Exercise brief:
All of the records below need to be written out exactly, but without the pictures.

Provided records:
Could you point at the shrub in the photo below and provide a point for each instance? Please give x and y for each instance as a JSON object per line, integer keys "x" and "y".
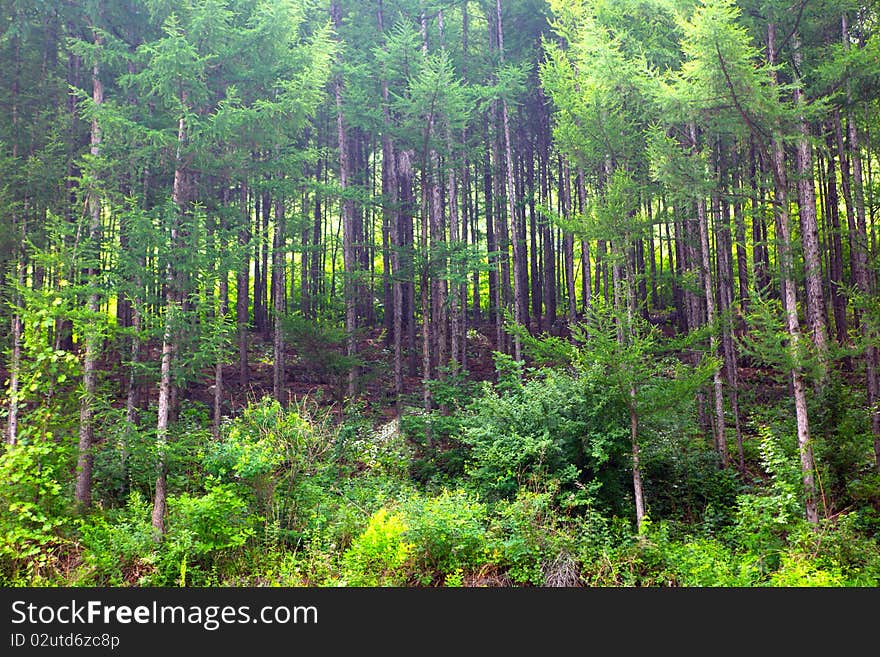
{"x": 551, "y": 428}
{"x": 32, "y": 510}
{"x": 379, "y": 556}
{"x": 447, "y": 532}
{"x": 119, "y": 548}
{"x": 530, "y": 542}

Answer for the task:
Could you point at the shrub in the photo below and provide a point for each instance? Please give x and y for each instance as a JSON object per line, integer keys "x" and "y".
{"x": 551, "y": 428}
{"x": 32, "y": 510}
{"x": 379, "y": 556}
{"x": 447, "y": 532}
{"x": 119, "y": 548}
{"x": 530, "y": 542}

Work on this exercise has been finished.